__Work request__. Transcribe every record beneath, precisely as written.

Data for analysis: Begin

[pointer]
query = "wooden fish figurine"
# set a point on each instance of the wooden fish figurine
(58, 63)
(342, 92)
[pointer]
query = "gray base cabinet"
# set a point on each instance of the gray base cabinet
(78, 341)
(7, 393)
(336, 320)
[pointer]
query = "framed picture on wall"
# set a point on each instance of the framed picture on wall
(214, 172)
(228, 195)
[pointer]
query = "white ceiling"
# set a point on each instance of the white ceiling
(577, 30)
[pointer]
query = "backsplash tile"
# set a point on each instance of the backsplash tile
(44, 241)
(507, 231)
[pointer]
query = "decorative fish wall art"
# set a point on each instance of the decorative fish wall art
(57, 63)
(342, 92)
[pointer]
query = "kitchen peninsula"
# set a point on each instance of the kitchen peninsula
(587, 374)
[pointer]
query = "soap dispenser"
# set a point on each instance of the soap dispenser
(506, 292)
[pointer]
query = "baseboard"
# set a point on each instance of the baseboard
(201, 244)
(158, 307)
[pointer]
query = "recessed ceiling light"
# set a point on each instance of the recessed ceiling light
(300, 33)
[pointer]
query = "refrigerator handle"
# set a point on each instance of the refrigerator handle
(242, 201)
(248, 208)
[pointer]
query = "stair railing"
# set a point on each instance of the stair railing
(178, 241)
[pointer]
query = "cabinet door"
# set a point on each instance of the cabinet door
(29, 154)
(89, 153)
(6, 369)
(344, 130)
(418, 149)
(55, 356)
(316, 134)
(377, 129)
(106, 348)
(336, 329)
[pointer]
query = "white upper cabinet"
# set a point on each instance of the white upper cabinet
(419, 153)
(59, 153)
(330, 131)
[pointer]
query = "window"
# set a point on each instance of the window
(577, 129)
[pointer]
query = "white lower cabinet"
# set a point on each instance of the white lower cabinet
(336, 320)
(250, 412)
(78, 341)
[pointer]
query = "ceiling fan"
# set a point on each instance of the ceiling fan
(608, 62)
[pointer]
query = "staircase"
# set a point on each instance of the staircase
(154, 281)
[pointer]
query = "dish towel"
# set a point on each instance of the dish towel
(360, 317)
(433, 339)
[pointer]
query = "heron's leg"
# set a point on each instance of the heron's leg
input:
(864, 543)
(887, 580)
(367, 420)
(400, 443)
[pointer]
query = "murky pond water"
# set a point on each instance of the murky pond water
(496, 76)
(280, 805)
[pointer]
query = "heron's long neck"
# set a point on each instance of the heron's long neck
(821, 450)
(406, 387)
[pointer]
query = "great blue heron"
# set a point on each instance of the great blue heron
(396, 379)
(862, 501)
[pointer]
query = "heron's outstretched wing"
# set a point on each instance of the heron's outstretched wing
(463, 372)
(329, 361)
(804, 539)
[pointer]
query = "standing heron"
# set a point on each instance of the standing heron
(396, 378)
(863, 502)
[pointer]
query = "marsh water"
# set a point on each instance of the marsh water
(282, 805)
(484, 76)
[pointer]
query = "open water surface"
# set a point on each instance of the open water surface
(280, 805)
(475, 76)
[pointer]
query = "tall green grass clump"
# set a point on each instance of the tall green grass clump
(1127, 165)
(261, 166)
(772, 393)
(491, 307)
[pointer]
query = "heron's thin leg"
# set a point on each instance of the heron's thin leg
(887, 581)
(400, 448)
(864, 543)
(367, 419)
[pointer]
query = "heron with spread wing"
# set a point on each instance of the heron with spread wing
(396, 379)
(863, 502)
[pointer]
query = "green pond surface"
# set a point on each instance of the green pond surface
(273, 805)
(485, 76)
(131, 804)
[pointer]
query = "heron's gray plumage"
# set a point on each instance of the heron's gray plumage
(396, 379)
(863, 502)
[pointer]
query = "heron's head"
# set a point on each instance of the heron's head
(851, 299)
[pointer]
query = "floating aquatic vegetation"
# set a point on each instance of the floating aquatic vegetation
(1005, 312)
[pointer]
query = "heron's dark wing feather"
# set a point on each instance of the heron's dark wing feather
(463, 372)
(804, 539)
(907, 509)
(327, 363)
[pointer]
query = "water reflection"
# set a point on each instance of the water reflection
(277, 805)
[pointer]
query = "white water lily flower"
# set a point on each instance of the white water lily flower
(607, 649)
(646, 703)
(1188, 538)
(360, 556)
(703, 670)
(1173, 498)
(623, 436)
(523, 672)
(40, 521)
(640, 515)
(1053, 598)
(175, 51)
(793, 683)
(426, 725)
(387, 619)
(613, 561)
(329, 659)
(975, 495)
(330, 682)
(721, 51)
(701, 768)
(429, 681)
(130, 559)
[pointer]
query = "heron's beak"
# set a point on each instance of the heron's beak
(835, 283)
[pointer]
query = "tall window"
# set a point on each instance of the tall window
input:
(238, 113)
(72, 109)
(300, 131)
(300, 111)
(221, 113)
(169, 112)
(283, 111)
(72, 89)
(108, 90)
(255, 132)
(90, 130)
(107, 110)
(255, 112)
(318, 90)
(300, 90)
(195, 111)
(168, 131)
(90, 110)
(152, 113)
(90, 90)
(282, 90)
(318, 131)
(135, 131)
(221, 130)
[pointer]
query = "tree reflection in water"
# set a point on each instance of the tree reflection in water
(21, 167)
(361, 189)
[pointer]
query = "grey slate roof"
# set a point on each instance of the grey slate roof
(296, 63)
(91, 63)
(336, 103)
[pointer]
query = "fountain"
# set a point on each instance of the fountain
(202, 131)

Data for analysis: End

__Response to this task__.
[pointer]
query = "wooden fish figurine"
# set a point on each instance of the wooden fish figurine
(58, 63)
(342, 92)
[pointer]
query = "gray base cabinet"
# set a point on each instance of the gray base cabinet
(78, 341)
(7, 393)
(336, 320)
[pointer]
query = "framed picture on wall"
# set a point on each instance of the framed picture on wall
(214, 172)
(228, 195)
[pointer]
query = "white ceiling"
# set a point on each instance of the white ceiling
(577, 30)
[pointer]
query = "backsplash tile"
# set a point on each instance of the backsplash tile
(44, 241)
(507, 231)
[pointer]
query = "decorative fish wall art"
# set a point on each instance of the decorative fish wall art
(57, 63)
(342, 92)
[pointer]
query = "kitchen peninsula"
# set a point on each instance of the kitchen peninsula
(587, 374)
[pointer]
query = "soap dispenser"
# set a point on each instance of the soap dispenser
(506, 292)
[pointer]
query = "baseboard"
# set a point on each instance of the baseboard
(201, 244)
(158, 307)
[pointer]
query = "recessed ceiling light"
# set a point on each instance of the recessed ceiling light
(300, 33)
[pointer]
query = "refrigerator handle"
# set a point on each instance of the refrigerator handle
(242, 201)
(248, 208)
[pointer]
query = "stair railing"
# set a point on each instance of the stair railing
(178, 241)
[pointer]
query = "cabinet door"
# set a point on each instance of the cabinet door
(29, 154)
(89, 153)
(6, 369)
(344, 130)
(418, 149)
(55, 356)
(316, 134)
(377, 129)
(106, 348)
(336, 329)
[pointer]
query = "white upper cabinet"
# set a point on each instance of the white upper cabinet
(419, 153)
(59, 153)
(330, 131)
[pointer]
query = "window"
# set a point on each instance of the window
(577, 129)
[pointer]
query = "white lower cabinet"
# set a point on each instance of the white lower cabinet
(336, 320)
(250, 412)
(78, 341)
[pointer]
query = "ceiling fan"
# set a point on each instance of the ceiling fan
(608, 62)
[pointer]
query = "staircase"
# set a point on each instance of the staircase
(154, 281)
[pointer]
query = "dish towel"
# set a point on each instance of the dish towel
(360, 317)
(433, 339)
[pointer]
query = "heron's leg"
# set a point on each instance of the heron's leg
input:
(864, 543)
(887, 580)
(367, 420)
(400, 443)
[pointer]
query = "murky pond water"
# set a point on each instance of the murky pond water
(496, 76)
(280, 805)
[pointer]
query = "heron's long neck"
# set a point on each instance of the heron's long neck
(821, 450)
(406, 387)
[pointer]
query = "great blue heron"
# set a point on each instance of the great blue heron
(396, 379)
(862, 501)
[pointer]
query = "heron's outstretched wing"
# set a point on each instance of the heron's outstretched wing
(463, 372)
(329, 361)
(804, 539)
[pointer]
query = "standing heron"
# set a point on each instance of the standing heron
(396, 378)
(863, 502)
[pointer]
query = "marsh water"
# set a point on each instance of the marsh water
(282, 805)
(484, 76)
[pointer]
query = "open water surface"
# set a point on each instance of the open water surface
(280, 805)
(475, 76)
[pointer]
query = "tall green grass clump"
# set a point on each instance of the tall green grass clump
(1127, 165)
(261, 166)
(772, 393)
(491, 307)
[pointer]
query = "heron's thin leg"
# set a point on each instance of the heron's thin leg
(887, 581)
(400, 448)
(864, 543)
(367, 419)
[pointer]
query = "heron with spread wing"
# set a point on each instance of the heron with spread wing
(396, 379)
(863, 502)
[pointer]
query = "green pond surface"
# set a point on each instance of the green pond surface
(273, 805)
(485, 76)
(131, 804)
[pointer]
query = "heron's gray plumage"
# set a point on each instance of the heron's gray plumage
(396, 379)
(863, 502)
[pointer]
query = "heron's head"
# set a point on each instance of the heron's head
(851, 299)
[pointer]
query = "floating aquatic vegetation"
# set a point on each instance of the floating aquatic vegetation
(1005, 312)
[pointer]
query = "heron's dark wing feather"
# set a point on each instance of the heron's dark wing feather
(463, 372)
(804, 539)
(907, 509)
(327, 363)
[pointer]
query = "water reflection"
# set a point on each instance of the water reflection
(277, 805)
[pointer]
query = "white water lily flower"
# set a point on each instance of the white water lily flower
(607, 649)
(646, 703)
(1188, 538)
(360, 556)
(703, 670)
(1173, 498)
(623, 436)
(523, 672)
(40, 521)
(640, 515)
(1053, 598)
(175, 51)
(793, 683)
(426, 725)
(387, 619)
(613, 561)
(329, 659)
(975, 495)
(330, 682)
(721, 51)
(701, 768)
(429, 681)
(130, 559)
[pointer]
query = "heron's beak"
# set a point on each instance of the heron's beak
(835, 283)
[pointer]
query = "tall window"
# set a point on each instance of the tall window
input:
(238, 113)
(72, 109)
(300, 131)
(300, 111)
(221, 113)
(169, 112)
(283, 111)
(72, 89)
(108, 90)
(255, 132)
(90, 130)
(107, 110)
(255, 112)
(318, 90)
(300, 90)
(195, 111)
(168, 131)
(90, 110)
(152, 113)
(90, 90)
(282, 90)
(318, 131)
(135, 131)
(221, 130)
[pointer]
query = "tree reflection in water"
# set a point on each instance of the tree reflection in water
(21, 167)
(361, 189)
[pointer]
query = "grey slate roof"
# set a point on each instance of the grey slate roof
(296, 63)
(91, 63)
(336, 103)
[pointer]
query = "fountain"
# set a point on each instance of the fountain
(202, 131)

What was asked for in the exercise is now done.